Can We Ever Really Resolve a Problem?
By Abraham David Nissan
In the pursuit of knowledge, one of the most compelling questions we must ask is:
Can we ever truly resolve a problem?
This inquiry touches the very heart of science, philosophy, and the human condition.
While it may seem that resolution implies an end—a final answer—the reality is far more nuanced.
In practical terms, we often resolve problems effectively. Engineers build bridges, doctors cure diseases, and mathematicians solve equations. These resolutions are valuable and necessary. They serve human needs and drive society forward. However, such solutions are always embedded in a context—technological, ethical, or conceptual—that may shift over time. Thus, what is solved today may be reopened tomorrow under new light.
Theoretical resolutions, too, offer coherence. Newton’s laws were “resolved” until Einstein reframed gravity itself. And philosophical resolutions offer existential comfort, helping us live with the unknown. But none of these are truly permanent. Every resolution births new questions. The human genome map revealed more mysteries than it answered. Every layer of truth contains another underneath.
Therefore, resolution is not termination. It is transformation.
In the spiral of evolving knowledge, resolution marks a comma—not a period.
It allows us to pause, act, and apply—but always with the humility to revisit, revise, and ascend.
We do not solve problems to close them; we solve to evolve them.
That is the rhythm of science. That is the pulse of life.

Records drawn from a dataset

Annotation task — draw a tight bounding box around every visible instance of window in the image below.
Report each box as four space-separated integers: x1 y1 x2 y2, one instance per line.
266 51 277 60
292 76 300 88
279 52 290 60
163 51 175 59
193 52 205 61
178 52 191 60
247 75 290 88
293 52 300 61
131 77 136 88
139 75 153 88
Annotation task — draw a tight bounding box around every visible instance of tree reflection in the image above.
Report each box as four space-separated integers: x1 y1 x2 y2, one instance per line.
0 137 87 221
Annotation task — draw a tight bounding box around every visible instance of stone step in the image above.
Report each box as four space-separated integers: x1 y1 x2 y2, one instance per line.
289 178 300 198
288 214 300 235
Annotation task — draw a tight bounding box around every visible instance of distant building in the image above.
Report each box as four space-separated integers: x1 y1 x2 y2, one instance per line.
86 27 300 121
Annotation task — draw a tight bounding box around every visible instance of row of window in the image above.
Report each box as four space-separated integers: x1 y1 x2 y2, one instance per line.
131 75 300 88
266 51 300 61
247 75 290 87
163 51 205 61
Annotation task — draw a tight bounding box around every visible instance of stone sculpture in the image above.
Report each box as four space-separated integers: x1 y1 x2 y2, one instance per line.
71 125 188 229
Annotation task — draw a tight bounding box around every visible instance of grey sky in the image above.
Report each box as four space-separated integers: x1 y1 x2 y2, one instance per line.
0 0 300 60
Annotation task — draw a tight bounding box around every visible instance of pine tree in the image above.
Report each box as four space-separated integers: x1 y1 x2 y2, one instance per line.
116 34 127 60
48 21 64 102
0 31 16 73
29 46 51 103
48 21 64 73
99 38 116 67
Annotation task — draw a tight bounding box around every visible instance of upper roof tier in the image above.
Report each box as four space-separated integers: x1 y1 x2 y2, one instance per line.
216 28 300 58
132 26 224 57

▸ ACTIVITY 1
From the essay on resolving problems, return the passage that starts at the words "It allows us" and ends after "to evolve them.", copied word for word.
▸ ACTIVITY 2
Decide whether each statement agrees with the essay on resolving problems. Answer yes or no, and quote the essay's deciding words. (a) Newton's laws were regarded as resolved until Einstein reframed gravity. (b) The human genome map answered more questions than it raised. (c) Resolution is described as a period in the spiral of evolving knowledge.

▸ RESPONSE AREA 1
It allows us to pause, act, and apply—but always with the humility to revisit, revise, and ascend.
We do not solve problems to close them; we solve to evolve them.

▸ RESPONSE AREA 2
(a) Yes: "Newton’s laws were “resolved” until Einstein reframed gravity itself."
(b) No: "The human genome map revealed more mysteries than it answered."
(c) No: "In the spiral of evolving knowledge, resolution marks a comma—not a period."